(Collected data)
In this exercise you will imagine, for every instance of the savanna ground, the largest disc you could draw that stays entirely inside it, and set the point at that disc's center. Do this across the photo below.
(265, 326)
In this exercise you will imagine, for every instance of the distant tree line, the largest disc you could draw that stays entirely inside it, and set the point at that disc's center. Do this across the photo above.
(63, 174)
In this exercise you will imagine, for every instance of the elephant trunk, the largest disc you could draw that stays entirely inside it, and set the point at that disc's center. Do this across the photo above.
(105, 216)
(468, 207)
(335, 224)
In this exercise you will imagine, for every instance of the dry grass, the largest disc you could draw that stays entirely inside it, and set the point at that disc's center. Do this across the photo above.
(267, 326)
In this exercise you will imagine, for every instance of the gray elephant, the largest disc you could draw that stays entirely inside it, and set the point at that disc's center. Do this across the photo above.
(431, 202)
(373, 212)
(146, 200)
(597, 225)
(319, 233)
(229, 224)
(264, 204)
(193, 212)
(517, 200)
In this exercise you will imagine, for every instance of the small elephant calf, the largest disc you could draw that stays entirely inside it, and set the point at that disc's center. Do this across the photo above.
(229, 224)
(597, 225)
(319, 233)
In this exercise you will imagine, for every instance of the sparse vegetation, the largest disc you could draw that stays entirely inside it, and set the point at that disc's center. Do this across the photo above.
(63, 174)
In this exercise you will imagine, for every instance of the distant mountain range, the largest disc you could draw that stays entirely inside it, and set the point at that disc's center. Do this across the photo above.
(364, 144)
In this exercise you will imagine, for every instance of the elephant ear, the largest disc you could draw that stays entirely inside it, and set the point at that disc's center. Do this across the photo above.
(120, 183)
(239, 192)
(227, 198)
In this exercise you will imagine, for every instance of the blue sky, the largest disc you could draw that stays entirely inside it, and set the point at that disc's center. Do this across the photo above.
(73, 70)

## [Prompt]
Every entry must appear in the answer, reproduced exactly.

## [Exercise solution]
In this exercise you will imagine, for every instance of the savanna ground, the largest disc you could draw that stays entirely inside it, and set the point at that disc's center. Do this across the photo below.
(265, 326)
In this exercise you will imagine, for every instance of the distant tree line, the largest disc you could draw that stays entirely inside it, and set the point at that disc's center. Do this across the photo above.
(63, 174)
In this exercise you will imagine, for every instance of the elephant trunk, the largest disc you could draw that stays entirely inside it, and set the point at that disc's center. Do this across the photo above.
(105, 216)
(468, 207)
(335, 224)
In this exercise you will imagine, for every instance of the dry grass, the largest disc you could draw that stays entirely inside it, and set the point at that disc's center. Do this across the photo above.
(267, 326)
In this exercise you will imagine, for every instance of the gray elephant, the largest disc you could draw that stays entirely inside it, and set the point at that disc's center. Do this across the photo above.
(431, 202)
(373, 212)
(146, 200)
(597, 225)
(319, 233)
(229, 224)
(264, 204)
(193, 212)
(517, 200)
In this exercise you will imagine, for every instance of the small elephant calf, the largest disc you could draw that stays entirely inside it, and set the point at that disc's center. Do this across the photo above.
(229, 224)
(597, 225)
(319, 233)
In this exercise you will imagine, for every instance of the sparse vegetation, the largest disc you could draw that stays entirely inside it, and set the point at that disc's center. Do this across the photo above.
(63, 174)
In this exercise you will imagine, for every instance of the distant mountain range, the largest disc you could draw that stays entirely inside it, and set the point at that disc's center. Do this across the photo above.
(364, 144)
In this exercise you will imagine, for every instance of the elephant ear, the largest disc you could draw that stays entirely inside it, and set the point at that disc's center. Do this across the photo above.
(120, 183)
(239, 192)
(227, 198)
In this exercise you will imagine, for every instance of the blue sky, the largest disc you could draw that stays entirely inside it, and set the point at that disc's center. Do this across the photo above.
(73, 70)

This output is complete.